+++ MATERIALS PROVIDED +++
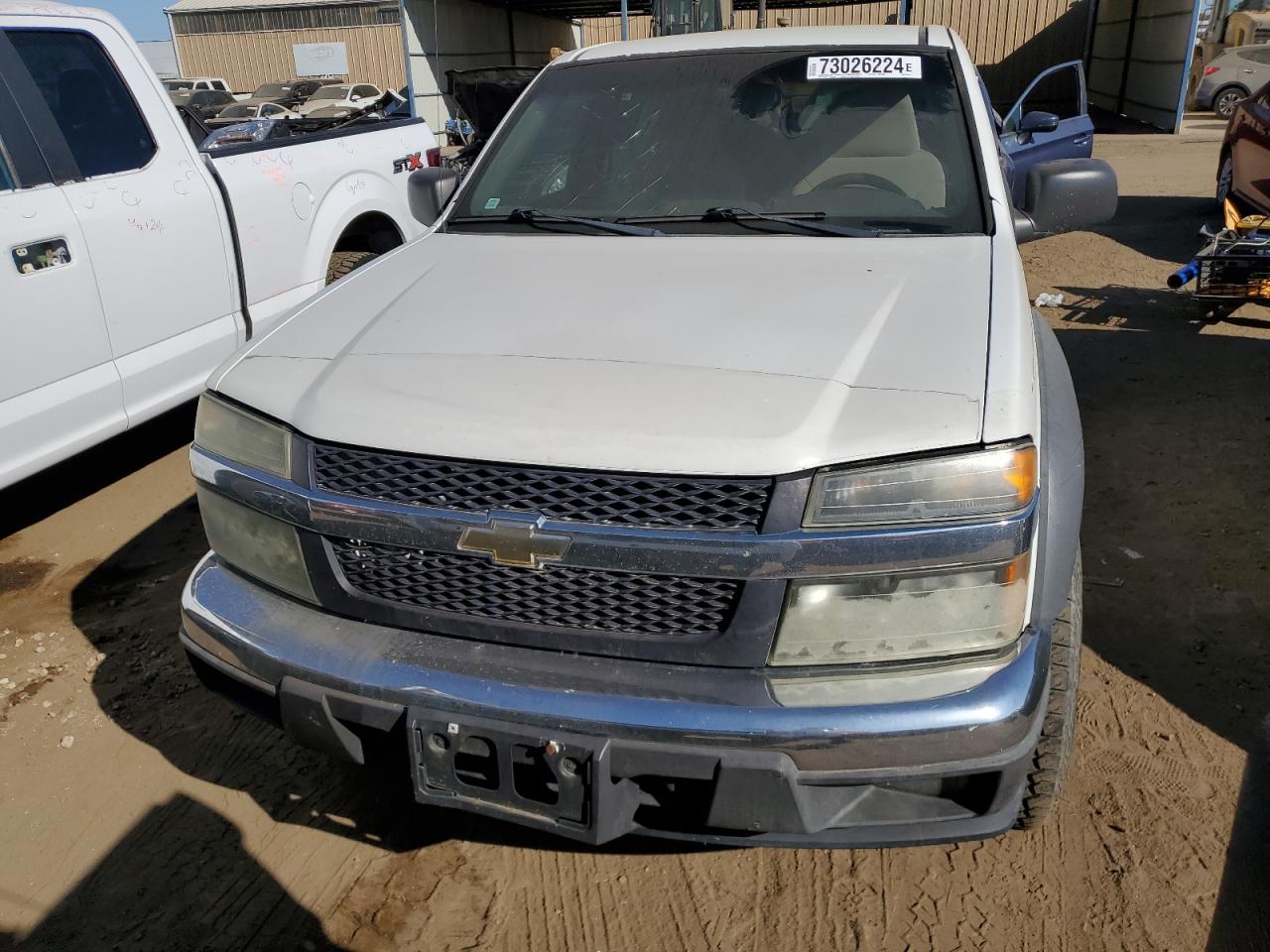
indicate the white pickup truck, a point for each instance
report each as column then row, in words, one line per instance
column 740, row 502
column 134, row 263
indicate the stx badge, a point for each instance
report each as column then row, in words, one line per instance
column 408, row 163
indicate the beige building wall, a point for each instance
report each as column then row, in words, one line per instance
column 1012, row 40
column 248, row 60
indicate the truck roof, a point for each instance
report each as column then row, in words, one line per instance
column 767, row 39
column 33, row 8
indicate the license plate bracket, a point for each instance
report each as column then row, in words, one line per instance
column 497, row 769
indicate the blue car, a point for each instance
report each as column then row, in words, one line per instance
column 1049, row 121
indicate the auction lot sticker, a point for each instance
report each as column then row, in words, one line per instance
column 867, row 66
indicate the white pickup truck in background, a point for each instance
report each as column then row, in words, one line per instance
column 134, row 262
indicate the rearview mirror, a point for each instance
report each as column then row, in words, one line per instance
column 430, row 190
column 1065, row 194
column 1038, row 122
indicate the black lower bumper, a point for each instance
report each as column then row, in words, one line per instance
column 597, row 788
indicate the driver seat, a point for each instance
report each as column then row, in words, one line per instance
column 888, row 148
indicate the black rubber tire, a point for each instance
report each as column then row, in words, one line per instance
column 1225, row 99
column 345, row 262
column 1224, row 178
column 1058, row 730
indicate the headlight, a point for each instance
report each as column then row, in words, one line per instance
column 255, row 543
column 874, row 619
column 245, row 438
column 969, row 485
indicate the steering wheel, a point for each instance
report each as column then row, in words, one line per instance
column 861, row 179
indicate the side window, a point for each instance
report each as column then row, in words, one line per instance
column 87, row 100
column 8, row 181
column 1058, row 91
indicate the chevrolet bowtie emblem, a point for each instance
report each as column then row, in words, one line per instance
column 513, row 542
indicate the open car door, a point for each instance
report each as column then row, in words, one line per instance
column 1049, row 121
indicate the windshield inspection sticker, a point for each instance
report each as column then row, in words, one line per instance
column 873, row 66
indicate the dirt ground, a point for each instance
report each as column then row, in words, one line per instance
column 140, row 812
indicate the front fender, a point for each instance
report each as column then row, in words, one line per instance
column 347, row 199
column 1062, row 477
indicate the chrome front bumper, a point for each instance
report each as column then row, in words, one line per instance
column 945, row 722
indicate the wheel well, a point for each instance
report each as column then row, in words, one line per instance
column 372, row 231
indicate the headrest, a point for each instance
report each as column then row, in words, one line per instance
column 892, row 134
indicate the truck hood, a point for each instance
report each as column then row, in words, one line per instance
column 702, row 354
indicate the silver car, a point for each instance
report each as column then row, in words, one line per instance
column 1232, row 76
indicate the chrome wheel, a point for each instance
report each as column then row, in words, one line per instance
column 1225, row 102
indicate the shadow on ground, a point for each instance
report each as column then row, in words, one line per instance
column 64, row 484
column 211, row 893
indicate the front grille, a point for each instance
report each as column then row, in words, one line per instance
column 683, row 502
column 556, row 595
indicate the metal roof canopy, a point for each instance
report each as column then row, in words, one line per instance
column 575, row 9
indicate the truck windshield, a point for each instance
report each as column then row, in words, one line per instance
column 672, row 137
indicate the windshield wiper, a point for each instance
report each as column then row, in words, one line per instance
column 812, row 222
column 531, row 216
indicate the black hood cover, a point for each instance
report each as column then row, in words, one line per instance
column 488, row 93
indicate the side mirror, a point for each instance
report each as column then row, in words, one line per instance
column 1037, row 122
column 430, row 190
column 1065, row 194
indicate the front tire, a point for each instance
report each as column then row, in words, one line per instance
column 1225, row 100
column 1224, row 177
column 344, row 262
column 1058, row 730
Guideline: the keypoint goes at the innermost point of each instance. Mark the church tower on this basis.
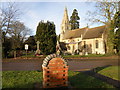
(65, 25)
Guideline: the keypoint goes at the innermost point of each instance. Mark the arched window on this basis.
(97, 44)
(84, 44)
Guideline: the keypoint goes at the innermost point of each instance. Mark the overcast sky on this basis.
(34, 12)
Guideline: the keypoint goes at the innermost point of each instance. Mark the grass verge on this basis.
(26, 79)
(111, 71)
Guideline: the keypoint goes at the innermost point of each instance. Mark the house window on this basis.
(97, 44)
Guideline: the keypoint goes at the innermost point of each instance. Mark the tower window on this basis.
(97, 44)
(84, 44)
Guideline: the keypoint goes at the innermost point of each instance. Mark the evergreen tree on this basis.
(117, 31)
(46, 35)
(31, 42)
(74, 20)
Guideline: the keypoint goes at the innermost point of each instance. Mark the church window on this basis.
(68, 47)
(97, 44)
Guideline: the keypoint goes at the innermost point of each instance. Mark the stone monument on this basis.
(55, 70)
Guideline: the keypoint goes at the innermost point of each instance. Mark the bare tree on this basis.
(104, 13)
(18, 33)
(9, 13)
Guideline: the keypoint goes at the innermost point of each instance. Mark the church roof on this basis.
(87, 33)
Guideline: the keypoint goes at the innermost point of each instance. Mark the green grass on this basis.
(26, 79)
(111, 71)
(21, 79)
(89, 55)
(80, 80)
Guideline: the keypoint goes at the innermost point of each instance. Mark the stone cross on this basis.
(38, 45)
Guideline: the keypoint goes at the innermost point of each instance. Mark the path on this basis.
(74, 65)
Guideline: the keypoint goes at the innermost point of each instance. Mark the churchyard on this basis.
(28, 73)
(36, 54)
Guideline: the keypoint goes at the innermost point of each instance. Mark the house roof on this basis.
(87, 33)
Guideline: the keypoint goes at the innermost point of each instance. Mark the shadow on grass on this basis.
(94, 73)
(82, 80)
(96, 70)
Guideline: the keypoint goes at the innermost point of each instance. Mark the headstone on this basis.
(55, 72)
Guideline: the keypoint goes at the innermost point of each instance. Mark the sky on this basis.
(34, 12)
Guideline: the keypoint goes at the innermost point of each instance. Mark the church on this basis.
(82, 41)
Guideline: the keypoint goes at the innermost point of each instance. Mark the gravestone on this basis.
(55, 71)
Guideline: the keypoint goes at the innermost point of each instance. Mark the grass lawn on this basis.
(111, 71)
(26, 79)
(89, 55)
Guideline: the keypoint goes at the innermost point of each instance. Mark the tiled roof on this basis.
(87, 33)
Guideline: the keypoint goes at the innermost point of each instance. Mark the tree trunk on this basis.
(15, 54)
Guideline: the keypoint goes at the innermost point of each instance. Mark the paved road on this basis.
(75, 65)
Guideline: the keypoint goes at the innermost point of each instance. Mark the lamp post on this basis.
(26, 48)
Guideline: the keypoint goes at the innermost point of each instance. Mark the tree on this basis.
(18, 33)
(46, 35)
(9, 14)
(31, 42)
(117, 31)
(74, 20)
(104, 13)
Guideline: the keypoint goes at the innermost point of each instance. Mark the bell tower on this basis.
(65, 25)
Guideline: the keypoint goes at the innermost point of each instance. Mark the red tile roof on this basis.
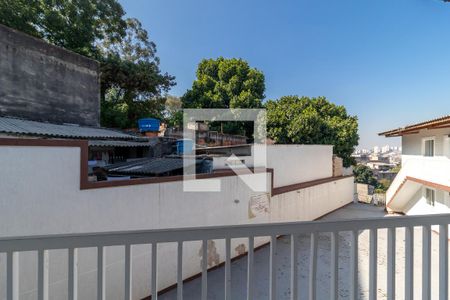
(442, 122)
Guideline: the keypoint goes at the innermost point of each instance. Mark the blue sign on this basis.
(148, 124)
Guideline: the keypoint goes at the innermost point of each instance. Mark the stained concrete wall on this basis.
(42, 82)
(40, 194)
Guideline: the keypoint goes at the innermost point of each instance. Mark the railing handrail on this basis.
(135, 237)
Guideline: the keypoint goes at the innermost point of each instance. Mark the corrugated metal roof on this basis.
(109, 143)
(441, 122)
(149, 166)
(27, 127)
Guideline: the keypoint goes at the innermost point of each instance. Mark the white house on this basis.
(423, 184)
(44, 191)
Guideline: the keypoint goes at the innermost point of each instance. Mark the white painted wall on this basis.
(313, 202)
(412, 143)
(39, 194)
(291, 163)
+++
THE REQUEST.
Repeat the material above in full and exactly, omitting the pictures.

THE SOLUTION.
indicate the white pickup truck, a point for each instance
report each as column then row, in words, one line per instance
column 740, row 502
column 134, row 263
indicate the stx badge, a point for each instance
report each as column then row, in words, one line per instance
column 408, row 163
indicate the beige building wall, a point for each instance
report each as column then row, in words, one line per instance
column 1012, row 40
column 248, row 60
indicate the truck roof, a point for each instance
report each as column then row, in words, one line per instance
column 767, row 39
column 33, row 8
indicate the license plate bracket, a point for each instance
report each as column then row, in words, one line per instance
column 497, row 769
indicate the blue car, a point for each instance
report each as column then row, in words, one line per instance
column 1049, row 121
indicate the auction lot sticker, a point for each instance
report each as column then row, in words, one line per instance
column 867, row 66
indicate the white pickup truck in background, a point for each instance
report each as column then row, in words, one line per instance
column 134, row 262
indicate the rearview mirror, a point for each instance
report each as column then row, in words, one line per instance
column 430, row 190
column 1065, row 194
column 1038, row 122
indicate the black lower bumper, a point for each instance
report each as column then row, in words, one line per instance
column 597, row 788
indicate the driver seat, a point for each instance
report each as column then row, in words, one line per instance
column 888, row 148
indicate the black rubber tire, a point for each instance
report each as column then row, in words, one line per instance
column 1225, row 99
column 345, row 262
column 1224, row 178
column 1058, row 730
indicate the headlight, a point for each instance
report each as column then row, in words, one line per instance
column 255, row 543
column 874, row 619
column 245, row 438
column 969, row 485
indicate the steering wheel, a point for each instance
report each as column then row, in words, one line per instance
column 861, row 179
indicate the side window, a point for each instance
report each as column then row, in words, one line per instance
column 87, row 100
column 8, row 181
column 1058, row 91
indicate the chevrolet bowtie emblem, a point for each instance
report each as column then row, in words, one line per instance
column 513, row 542
indicate the open car door, a point for each instance
report each as column then row, in words, one line per instance
column 1049, row 121
indicate the windshield inspection sticker, a point for each instance
report each as column then row, in words, one line per instance
column 873, row 66
indicate the dirt ground, a point for each instance
report each as column then row, in words, one line per instance
column 140, row 812
indicate the front fender, a point for each instance
report each as column then row, in words, one line per instance
column 347, row 199
column 1062, row 477
indicate the chrome front bumper, a point for each instance
report each as column then row, in words, one line per instance
column 945, row 722
indicate the wheel well, a point for each instance
report each as column then row, in words, one line per instance
column 372, row 231
indicate the headrest, a point for each instance
report each as column then row, in words, one line per instance
column 892, row 134
indicate the truck hood, a point for each instance
report each as column then row, in words, one line per instance
column 702, row 354
indicate the silver car, a point for each instance
report each as column then row, in words, one line per instance
column 1232, row 76
indicate the chrome wheel, a point for each instance
report each as column then row, in words, one line per instance
column 1225, row 102
indicate the shadow on ground, a point for each instance
report each as column then row, in words, one line per instance
column 64, row 484
column 211, row 893
indicate the front grille, a point for each instance
report each as column then row, in words, one line per instance
column 683, row 502
column 556, row 595
indicate the metal roof canopy, a point for each instance
report each as column then row, in words, one line per instance
column 575, row 9
indicate the truck windshield, a point for each instance
report each as column then row, in words, one line per instance
column 672, row 137
indicate the windshield wiper, a point for each instance
report each as column then row, in words, one line per instance
column 812, row 222
column 531, row 216
indicate the black hood cover, a point for each instance
report each as column then row, in words, one line per instance
column 488, row 93
indicate the side mirror, a point for each instance
report each as column then row, in words, one line per instance
column 1037, row 122
column 430, row 190
column 1065, row 194
indicate the front tire, a point for each instance
report each as column then row, in words, one line per instance
column 1225, row 100
column 1224, row 177
column 344, row 262
column 1058, row 730
Guideline: the keypoint goes at the innermost point of each instance. Mark the church tower on this basis.
(65, 25)
Guideline: the keypoint goes at the innermost point of each instance. Mark the arched window on this basis.
(97, 44)
(84, 44)
Guideline: the keypoint goes at the innermost point of each instance. Mark the overcast sky on this basis.
(34, 12)
Guideline: the keypoint goes at the innermost point of each instance. Mark the grass verge on this basis.
(26, 79)
(111, 71)
Guideline: the keypoint goes at the innermost point of each instance. Mark the house window on this basis.
(97, 44)
Guideline: the keypoint goes at the innermost point of each instance. Mark the tower window on this basis.
(97, 44)
(84, 44)
Guideline: the keypoint goes at the innermost point of each instance. Mark the evergreen tree on this basis.
(117, 31)
(46, 35)
(31, 42)
(74, 20)
Guideline: the keypoint goes at the innermost point of each instance. Mark the church window on this basis.
(68, 47)
(97, 44)
Guideline: the keypoint goes at the innermost point of each instance. Mark the stone monument on this basis.
(55, 70)
Guideline: the keypoint goes at the innermost point of each instance. Mark the bare tree on this basis.
(104, 13)
(18, 33)
(9, 13)
Guideline: the keypoint goes at the innermost point of each instance. Mark the church roof on this basis.
(87, 33)
Guideline: the keypoint goes at the innermost point of each instance. Mark the green grass on this basis.
(26, 79)
(111, 71)
(21, 79)
(89, 55)
(80, 80)
Guideline: the keypoint goes at the innermost point of each instance. Mark the stone cross on this basis.
(38, 45)
Guideline: the keypoint goes at the innermost point of each instance. Mark the path on this basis.
(74, 65)
Guideline: the keypoint goes at the innermost point of each instance. Mark the churchyard on this basis.
(28, 73)
(36, 54)
Guideline: the keypoint goes at the innermost point of each instance. Mark the house roof on this basis.
(87, 33)
Guideline: the keypoint goes at the innermost point of each instance. Mark the shadow on grass on this basis.
(94, 73)
(82, 80)
(96, 70)
Guideline: the keypoint goes at the innermost point of each instance. Mark the headstone on this basis.
(55, 72)
Guideline: the keypoint goes at the innermost point of each instance. Mark the sky on this basis.
(34, 12)
Guideline: the keypoint goes at the innermost point of each instance. Mark the church on this basis.
(82, 41)
Guideline: the keypoint goes at the innermost point of each instance. Mark the gravestone on this basis.
(55, 71)
Guideline: the keypoint goes at the innermost point of each instance. Mark the grass lawn on this basis.
(111, 71)
(26, 79)
(89, 55)
Guideline: the keypoint goes at the innermost point of each instance. Mark the tiled roof on this basis.
(87, 33)
Guideline: the keypoint goes at the innermost point of each instance. Mark the tree trunk on this basis.
(15, 54)
Guideline: the keypoint goes at the innermost point of each instance. Mark the paved road on this basis.
(75, 65)
Guideline: the keypoint goes at the innermost point of each instance. Mark the lamp post on this basis.
(26, 48)
Guideline: the keypoint goes at the innermost point of each instance. Mark the tree on this basis.
(18, 33)
(46, 35)
(9, 14)
(31, 42)
(117, 31)
(74, 20)
(104, 13)
Guideline: the keypoint goes at the innermost point of each instance. Mark the bell tower on this basis.
(65, 25)
Guideline: the keypoint goes at the innermost point of each instance. Mark the red tile roof on this basis.
(442, 122)
Guideline: the keypoint goes at the innermost point of each instance. Mark the blue sign on this basis.
(148, 124)
Guideline: the keypoint goes at the innermost point of each instance. Mark the stained concrete wall on this basis.
(42, 82)
(40, 194)
Guideline: the keypoint goes at the innermost point of each instance. Mark the railing handrail on this basis.
(135, 237)
Guideline: the keypoint goes at the innermost point of each instance. Mark the corrugated metal roof on this basis.
(109, 143)
(441, 122)
(149, 166)
(27, 127)
Guideline: the keypoint goes at the innermost point of each instance. Mark the white house on this basis.
(423, 184)
(44, 191)
Guideline: the keypoint goes at the innermost point of each instance. Mark the white painted wall on this basis.
(313, 202)
(412, 143)
(39, 194)
(291, 163)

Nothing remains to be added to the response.